• [Written exercise 1]
In the paper header on morphing airfoils, which author is marked as the corresponding author?
• [Written exercise 2]
Sum up the paper header on morphing airfoils in two sentences.

• [Text excerpt]

Concepts for morphing airfoil using novel auxetic lattices · morphing airfoil with smart structures for the next generation excellent aircraft. Combined with the actuators, sensors

1

Concepts for morphing airfoil using novel auxetic lattices Zeyao Chen, Xian Wu*, Zhe Wang, and Jianwang Shao

School of Automotive Studies, Tongji University, China;

+86-138-1650-1824

[email protected] (Z.C.); *[email protected] (X.W., corresponding author);

[email protected] (Z.W.); [email protected] (S.J.).

• [Source excerpt]

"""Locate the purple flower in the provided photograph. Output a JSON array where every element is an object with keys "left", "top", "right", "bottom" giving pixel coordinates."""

• [Correct answer 1]
Xian Wu

• [Correct answer 2]
The paper is titled "Concepts for morphing airfoil using novel auxetic lattices," and its authors are Zeyao Chen, Xian Wu, Zhe Wang, and Jianwang Shao. They are with the School of Automotive Studies at Tongji University in China, and Xian Wu is the corresponding author.